Stored entries
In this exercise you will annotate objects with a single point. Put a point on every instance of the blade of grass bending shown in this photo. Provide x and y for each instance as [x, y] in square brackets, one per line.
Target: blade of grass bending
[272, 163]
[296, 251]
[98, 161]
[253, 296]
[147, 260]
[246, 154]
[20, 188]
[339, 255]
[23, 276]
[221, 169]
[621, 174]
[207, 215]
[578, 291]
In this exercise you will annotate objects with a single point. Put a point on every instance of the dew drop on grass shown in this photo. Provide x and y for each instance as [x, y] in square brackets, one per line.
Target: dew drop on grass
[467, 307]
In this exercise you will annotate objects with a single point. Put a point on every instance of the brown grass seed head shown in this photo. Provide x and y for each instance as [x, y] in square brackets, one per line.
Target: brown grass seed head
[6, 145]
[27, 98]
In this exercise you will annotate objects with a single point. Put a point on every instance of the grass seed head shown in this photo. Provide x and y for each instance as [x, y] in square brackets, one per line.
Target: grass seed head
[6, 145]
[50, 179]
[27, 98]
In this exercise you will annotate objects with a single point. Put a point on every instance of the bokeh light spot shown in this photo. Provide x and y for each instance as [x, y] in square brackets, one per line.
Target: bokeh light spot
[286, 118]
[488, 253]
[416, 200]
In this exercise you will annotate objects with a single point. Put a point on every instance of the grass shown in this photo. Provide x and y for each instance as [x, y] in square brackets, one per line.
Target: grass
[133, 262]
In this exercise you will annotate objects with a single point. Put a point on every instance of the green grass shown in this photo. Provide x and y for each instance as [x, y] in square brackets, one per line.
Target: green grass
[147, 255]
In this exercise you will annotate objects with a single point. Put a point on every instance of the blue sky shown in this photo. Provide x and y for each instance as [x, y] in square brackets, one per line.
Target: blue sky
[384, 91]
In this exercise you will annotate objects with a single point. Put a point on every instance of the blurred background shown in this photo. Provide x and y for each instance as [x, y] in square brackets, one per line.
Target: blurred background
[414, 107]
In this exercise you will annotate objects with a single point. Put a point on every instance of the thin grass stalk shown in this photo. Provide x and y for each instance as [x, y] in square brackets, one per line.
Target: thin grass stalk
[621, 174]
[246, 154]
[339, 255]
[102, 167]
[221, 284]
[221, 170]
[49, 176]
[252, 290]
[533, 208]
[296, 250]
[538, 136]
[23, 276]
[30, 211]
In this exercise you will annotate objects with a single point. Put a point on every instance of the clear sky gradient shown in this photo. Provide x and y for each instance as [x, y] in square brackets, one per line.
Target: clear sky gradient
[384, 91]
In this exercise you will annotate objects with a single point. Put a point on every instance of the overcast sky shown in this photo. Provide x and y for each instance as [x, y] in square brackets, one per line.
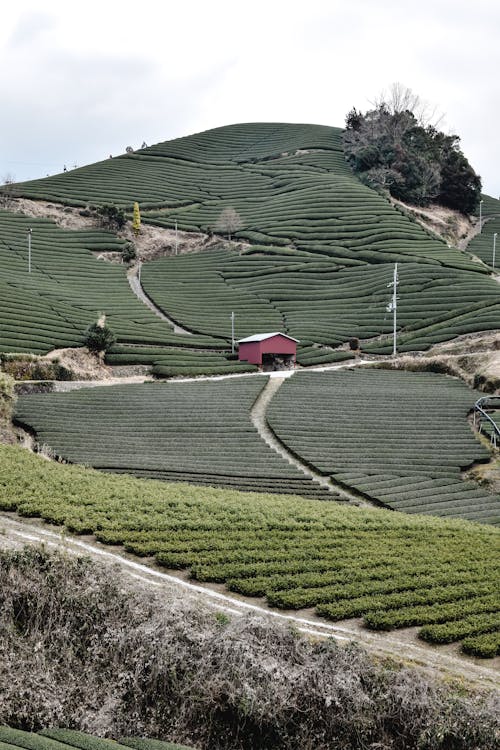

Challenge
Rewrite the full listing, replacing each "annotate" with "label" and keeping everything else the same. Leave the picture out.

Task output
In this exercise you will label objects with a single point. Put a point on every instance of the blade of grass bending shown in this photo. Provide x and y for each instance as [x, y] in square brackets, one per line.
Target: blade of grass bending
[272, 163]
[296, 251]
[98, 161]
[253, 296]
[147, 260]
[246, 154]
[20, 188]
[339, 255]
[23, 276]
[221, 169]
[621, 174]
[207, 215]
[578, 291]
In this exercise you will label objects with a single point. Put a point on every instance of the dew drop on grass shown in this photo. Provide x and y for each instance as [x, y] in square brackets, one per line.
Target: dew drop on grass
[467, 307]
In this exercise you will label objects with a single point. Put a point on every instance of the brown grass seed head shown in this photo. Provide x and y for each instance as [x, y] in square brackets, one per line.
Target: brown grass seed head
[6, 145]
[27, 98]
In this exercise you will label objects with a single point. Put a point on every instance of the grass seed head shown in this photo. Provide x and y for each instance as [x, y] in square brackets, one per line.
Target: grass seed head
[6, 145]
[50, 179]
[27, 98]
In this exercise you will label objects with a single point. Put a point on every instance of the bokeh light spot shown in this photo. Provide x and y for each instance as [x, y] in square brackets, one per line.
Target: bokeh light spot
[286, 118]
[488, 253]
[416, 200]
In this exercise you will label objects with a single point. Put a point on every instance of the grass shown in this photo. Provide x and y for each instance as [x, y] in square brackets, one per line.
Target: grass
[133, 262]
In this exercise you will label objects with a single point. Put a point on every instance of the green grass shown in this photo. Provide x and y for each instance as [x, y] in square brackets, one per line.
Target: green grass
[147, 255]
In this exercise you will label objects with a single point. Put a point on every instance of the blue sky shown in this photo. Provide x and y for each instance as [x, y] in square brackets, one per line.
Target: blue sky
[384, 91]
In this exercise you will label objects with a single point. Put a point on every instance of the blurred background shown in this photo. Provide x and y for each instance as [x, y] in square brackets, one per line.
Target: blurred background
[414, 107]
In this exercise you will label objects with a single point. Put a point on every instance of the thin grass stalk shown in this photo. Provide x and y for each instance as [x, y] in square brackets, one per line.
Target: thin grass stalk
[621, 174]
[246, 154]
[339, 255]
[102, 167]
[221, 284]
[221, 170]
[49, 176]
[252, 290]
[533, 208]
[296, 250]
[538, 136]
[23, 276]
[30, 211]
In this exercise you will label objects with a single point. Put a point on every instance of the clear sky gradient shown in this photo. Provide x and y for each instance as [x, y] in square brackets, one per line.
Target: clear sky gradient
[384, 91]
In this exercise you will label objects with a single point. Put a point on every instance of the overcast sky shown in this photo. Provide x and y for each instance as [x, y] in square brackets, one per line.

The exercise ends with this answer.